> _TEXTO_:
Ser é lembrar: só sabemos o que fazer quando saímos da cama toda manhã, porque lembramos o que pensamos e o que fizemos. E só por isso sabemos a direção rumo à qual estamos nos projetando. É evidente a importância da memória, mas às vezes nos esquecemos até disso.
São problemas de memória a demência e o mal de Alzheimer, mas também as neuroses diversas. Num caso, temos um excesso de esquecimento. Noutro, incompreensões, rancores, mentiras guardadas como se fossem verdades.
A prevenção contra o esquecimento progressivo é hoje uma questão de saúde pública. A longevidade torna frequentes problemas que antes eram raros. Não preciso argumentar, todos sabem: é muito triste esquecer quem são os familiares, os amigos, e, por fim, a si mesmo. Psicólogos também lidam com a memória — a terapia cura sofrimentos agudos, criados muitas vezes por más interpretações do passado, por crenças falseadoras que podem embasar atitudes autodestrutivas.
Mesmo a memória normal tem de ser educada. A boa escola treina o aluno para que saiba conjugar verbos, decorar a tabuada, declamar poemas e conservar conhecimentos de utilidade às vezes questionável, mas de imensurável valor. Técnicas mnemônicas fazem os campeões em provas e concursos. Não só de memória vivem os sábios, mas é ela o fundamento da identidade, o auxiliar número um da inteligência.

Dados de expressões referenciais:
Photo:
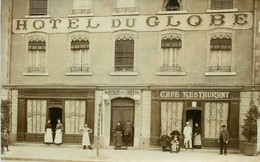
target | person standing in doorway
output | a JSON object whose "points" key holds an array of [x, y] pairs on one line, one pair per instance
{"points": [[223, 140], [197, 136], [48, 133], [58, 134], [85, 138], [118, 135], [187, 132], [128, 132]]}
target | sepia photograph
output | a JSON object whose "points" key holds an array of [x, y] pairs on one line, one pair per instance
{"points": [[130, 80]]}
---
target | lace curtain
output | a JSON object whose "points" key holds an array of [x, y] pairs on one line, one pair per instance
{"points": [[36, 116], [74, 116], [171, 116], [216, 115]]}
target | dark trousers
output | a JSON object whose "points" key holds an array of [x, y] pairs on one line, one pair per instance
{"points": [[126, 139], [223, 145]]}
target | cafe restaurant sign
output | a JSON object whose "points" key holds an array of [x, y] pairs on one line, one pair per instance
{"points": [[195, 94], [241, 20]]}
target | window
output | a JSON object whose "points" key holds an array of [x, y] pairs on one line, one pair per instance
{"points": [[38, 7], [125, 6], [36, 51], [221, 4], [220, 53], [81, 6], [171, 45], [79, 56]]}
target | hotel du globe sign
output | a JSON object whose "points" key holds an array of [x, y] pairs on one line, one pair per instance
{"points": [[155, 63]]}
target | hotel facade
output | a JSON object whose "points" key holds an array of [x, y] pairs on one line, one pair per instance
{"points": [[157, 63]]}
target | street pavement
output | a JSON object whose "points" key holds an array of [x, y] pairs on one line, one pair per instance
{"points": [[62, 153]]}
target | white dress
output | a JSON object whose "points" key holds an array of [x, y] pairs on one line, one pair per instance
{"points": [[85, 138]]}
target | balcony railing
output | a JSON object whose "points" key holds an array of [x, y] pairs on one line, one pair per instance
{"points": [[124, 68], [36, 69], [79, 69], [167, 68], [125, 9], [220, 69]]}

> _TAREFA A CUMPRIR_: Redigite sem alterações o trecho do texto sobre a memória, começando em "Ser é lembrar: só" e seguindo até "esquecemos até disso.".

> _SOLUÇÃO_:
Ser é lembrar: só sabemos o que fazer quando saímos da cama toda manhã, porque lembramos o que pensamos e o que fizemos. E só por isso sabemos a direção rumo à qual estamos nos projetando. É evidente a importância da memória, mas às vezes nos esquecemos até disso.